### TASK BRIEF
Could you retype the whole listing word for word and drop the images?

### INFORMATION PROVIDED
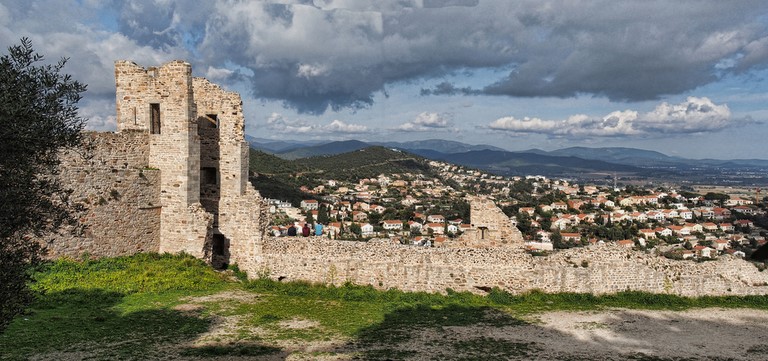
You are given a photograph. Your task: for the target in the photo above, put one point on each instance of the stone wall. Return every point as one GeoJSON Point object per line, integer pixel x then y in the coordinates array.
{"type": "Point", "coordinates": [120, 196]}
{"type": "Point", "coordinates": [490, 228]}
{"type": "Point", "coordinates": [608, 268]}
{"type": "Point", "coordinates": [174, 147]}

### SOLUTION FOR THIS TASK
You are given a photograph. Your task: for the target in the photo above, put one point on each instance of the stone wall. Return every point as one GeoJSON Point object per line, integer pixel x then y in the coordinates array.
{"type": "Point", "coordinates": [120, 196]}
{"type": "Point", "coordinates": [490, 228]}
{"type": "Point", "coordinates": [608, 268]}
{"type": "Point", "coordinates": [174, 147]}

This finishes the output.